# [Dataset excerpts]
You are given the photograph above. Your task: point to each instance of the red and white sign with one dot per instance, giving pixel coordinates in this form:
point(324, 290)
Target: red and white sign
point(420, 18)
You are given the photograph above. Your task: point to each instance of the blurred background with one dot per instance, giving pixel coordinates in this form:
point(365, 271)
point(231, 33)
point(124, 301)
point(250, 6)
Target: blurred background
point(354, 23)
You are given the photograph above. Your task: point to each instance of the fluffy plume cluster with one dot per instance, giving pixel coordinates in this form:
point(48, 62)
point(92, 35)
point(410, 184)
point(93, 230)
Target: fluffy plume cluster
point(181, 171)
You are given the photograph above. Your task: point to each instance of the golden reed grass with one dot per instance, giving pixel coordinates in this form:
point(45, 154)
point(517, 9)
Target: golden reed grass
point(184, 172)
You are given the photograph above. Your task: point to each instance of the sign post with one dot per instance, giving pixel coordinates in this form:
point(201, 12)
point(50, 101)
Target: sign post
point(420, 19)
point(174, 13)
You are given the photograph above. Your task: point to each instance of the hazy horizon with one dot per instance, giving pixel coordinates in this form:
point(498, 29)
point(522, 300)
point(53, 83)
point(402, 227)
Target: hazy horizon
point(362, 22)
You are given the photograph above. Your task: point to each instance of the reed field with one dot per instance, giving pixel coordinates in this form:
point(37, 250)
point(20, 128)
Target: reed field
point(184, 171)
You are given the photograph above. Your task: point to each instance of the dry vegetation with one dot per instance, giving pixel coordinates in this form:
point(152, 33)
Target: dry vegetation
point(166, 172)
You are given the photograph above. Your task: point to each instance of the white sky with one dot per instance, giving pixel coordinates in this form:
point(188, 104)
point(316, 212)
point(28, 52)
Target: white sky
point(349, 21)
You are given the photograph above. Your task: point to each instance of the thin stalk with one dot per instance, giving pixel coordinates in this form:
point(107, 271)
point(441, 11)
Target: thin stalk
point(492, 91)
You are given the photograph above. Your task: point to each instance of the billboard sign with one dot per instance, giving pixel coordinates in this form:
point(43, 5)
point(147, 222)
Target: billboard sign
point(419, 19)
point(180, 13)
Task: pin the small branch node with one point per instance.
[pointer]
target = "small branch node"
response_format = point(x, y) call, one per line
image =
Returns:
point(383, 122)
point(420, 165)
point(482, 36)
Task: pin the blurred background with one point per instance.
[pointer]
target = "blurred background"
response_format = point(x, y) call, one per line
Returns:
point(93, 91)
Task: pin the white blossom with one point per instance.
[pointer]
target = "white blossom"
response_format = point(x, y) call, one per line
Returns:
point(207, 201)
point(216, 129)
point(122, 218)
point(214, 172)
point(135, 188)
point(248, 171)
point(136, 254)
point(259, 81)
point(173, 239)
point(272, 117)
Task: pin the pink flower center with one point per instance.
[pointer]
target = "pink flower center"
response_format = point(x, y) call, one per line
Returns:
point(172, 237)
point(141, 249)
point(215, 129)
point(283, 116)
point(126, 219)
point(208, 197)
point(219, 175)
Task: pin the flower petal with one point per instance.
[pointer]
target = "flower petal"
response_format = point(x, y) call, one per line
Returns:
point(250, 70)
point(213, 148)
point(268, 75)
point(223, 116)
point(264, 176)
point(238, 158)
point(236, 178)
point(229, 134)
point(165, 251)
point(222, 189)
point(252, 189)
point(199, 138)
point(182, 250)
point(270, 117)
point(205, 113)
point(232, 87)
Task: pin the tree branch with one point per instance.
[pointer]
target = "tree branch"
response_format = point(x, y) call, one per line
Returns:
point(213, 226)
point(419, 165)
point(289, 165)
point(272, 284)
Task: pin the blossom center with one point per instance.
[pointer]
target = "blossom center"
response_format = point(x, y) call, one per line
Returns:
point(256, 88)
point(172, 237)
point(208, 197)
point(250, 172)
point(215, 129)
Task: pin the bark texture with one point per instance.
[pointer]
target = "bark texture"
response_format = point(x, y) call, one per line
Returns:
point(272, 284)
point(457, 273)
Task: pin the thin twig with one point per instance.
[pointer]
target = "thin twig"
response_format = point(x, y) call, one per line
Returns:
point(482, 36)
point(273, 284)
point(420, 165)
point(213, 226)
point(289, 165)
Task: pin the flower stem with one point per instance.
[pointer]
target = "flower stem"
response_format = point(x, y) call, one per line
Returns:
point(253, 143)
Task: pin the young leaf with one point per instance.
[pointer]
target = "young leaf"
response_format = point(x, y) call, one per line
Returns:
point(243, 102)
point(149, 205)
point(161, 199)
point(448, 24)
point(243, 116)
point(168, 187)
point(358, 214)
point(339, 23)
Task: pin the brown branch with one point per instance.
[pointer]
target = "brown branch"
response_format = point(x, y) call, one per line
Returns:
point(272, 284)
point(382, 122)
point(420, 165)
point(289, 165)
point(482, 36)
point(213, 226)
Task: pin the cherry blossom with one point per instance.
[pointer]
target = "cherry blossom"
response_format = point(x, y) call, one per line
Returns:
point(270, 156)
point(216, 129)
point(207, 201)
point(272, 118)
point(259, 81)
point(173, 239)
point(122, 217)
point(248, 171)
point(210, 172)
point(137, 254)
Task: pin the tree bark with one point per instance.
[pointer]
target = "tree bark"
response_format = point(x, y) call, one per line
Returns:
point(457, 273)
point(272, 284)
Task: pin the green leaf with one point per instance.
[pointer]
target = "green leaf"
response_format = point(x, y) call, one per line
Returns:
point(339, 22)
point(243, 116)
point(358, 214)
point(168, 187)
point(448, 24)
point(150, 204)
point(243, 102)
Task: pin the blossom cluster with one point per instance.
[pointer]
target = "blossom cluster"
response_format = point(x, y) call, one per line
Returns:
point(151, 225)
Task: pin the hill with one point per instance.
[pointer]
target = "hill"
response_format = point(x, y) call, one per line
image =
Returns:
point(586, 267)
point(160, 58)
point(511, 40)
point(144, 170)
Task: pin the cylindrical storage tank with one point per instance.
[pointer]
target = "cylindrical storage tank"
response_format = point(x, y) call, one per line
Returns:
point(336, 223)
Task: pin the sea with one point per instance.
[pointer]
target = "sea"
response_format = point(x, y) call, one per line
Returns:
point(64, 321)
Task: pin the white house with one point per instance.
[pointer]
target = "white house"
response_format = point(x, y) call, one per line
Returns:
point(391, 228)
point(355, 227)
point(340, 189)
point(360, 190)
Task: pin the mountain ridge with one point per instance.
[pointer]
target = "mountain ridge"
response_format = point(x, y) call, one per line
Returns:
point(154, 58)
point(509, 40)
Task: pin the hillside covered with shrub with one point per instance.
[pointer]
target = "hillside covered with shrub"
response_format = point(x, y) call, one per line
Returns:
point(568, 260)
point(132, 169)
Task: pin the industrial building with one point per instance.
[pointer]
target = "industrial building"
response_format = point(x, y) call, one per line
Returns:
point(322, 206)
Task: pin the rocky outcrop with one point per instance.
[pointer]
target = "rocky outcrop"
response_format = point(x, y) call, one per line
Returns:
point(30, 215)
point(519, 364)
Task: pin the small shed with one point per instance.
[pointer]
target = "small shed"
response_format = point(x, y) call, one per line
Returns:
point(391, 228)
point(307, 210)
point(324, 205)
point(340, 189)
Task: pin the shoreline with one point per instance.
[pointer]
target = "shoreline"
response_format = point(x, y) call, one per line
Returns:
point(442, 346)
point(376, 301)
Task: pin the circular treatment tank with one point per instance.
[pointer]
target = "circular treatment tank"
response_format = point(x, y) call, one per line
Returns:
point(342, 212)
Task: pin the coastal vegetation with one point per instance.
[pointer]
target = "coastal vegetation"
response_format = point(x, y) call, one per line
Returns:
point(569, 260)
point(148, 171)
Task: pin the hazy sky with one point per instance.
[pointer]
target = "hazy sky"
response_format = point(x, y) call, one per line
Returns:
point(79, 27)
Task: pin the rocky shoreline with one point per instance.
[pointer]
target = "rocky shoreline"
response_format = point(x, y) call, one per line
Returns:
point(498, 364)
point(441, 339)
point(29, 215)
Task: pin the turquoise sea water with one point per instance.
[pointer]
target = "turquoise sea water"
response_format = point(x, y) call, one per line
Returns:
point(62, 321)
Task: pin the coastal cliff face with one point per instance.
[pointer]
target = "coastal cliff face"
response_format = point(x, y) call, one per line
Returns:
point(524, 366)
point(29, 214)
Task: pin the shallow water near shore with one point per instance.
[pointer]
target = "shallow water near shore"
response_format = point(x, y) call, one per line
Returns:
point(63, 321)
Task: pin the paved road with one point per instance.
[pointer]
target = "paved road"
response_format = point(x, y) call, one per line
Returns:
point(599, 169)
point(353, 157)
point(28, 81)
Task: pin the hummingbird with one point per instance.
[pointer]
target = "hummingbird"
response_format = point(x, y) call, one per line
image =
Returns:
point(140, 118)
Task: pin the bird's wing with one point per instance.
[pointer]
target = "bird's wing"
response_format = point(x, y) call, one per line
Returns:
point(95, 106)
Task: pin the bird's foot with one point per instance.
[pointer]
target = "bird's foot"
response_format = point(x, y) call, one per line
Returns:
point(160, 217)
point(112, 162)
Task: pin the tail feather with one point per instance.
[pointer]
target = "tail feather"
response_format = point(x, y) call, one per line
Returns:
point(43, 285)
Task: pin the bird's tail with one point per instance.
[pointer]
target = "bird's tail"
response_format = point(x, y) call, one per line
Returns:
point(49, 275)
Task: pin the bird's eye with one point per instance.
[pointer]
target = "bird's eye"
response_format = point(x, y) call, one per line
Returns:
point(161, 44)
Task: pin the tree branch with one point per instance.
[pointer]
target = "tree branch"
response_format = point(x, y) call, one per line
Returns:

# [What the task requires]
All of the lines above that carry the string "hummingbird" need to be found and copied.

# [Expected answer]
Task: pin the hummingbird with one point per instance.
target = "hummingbird"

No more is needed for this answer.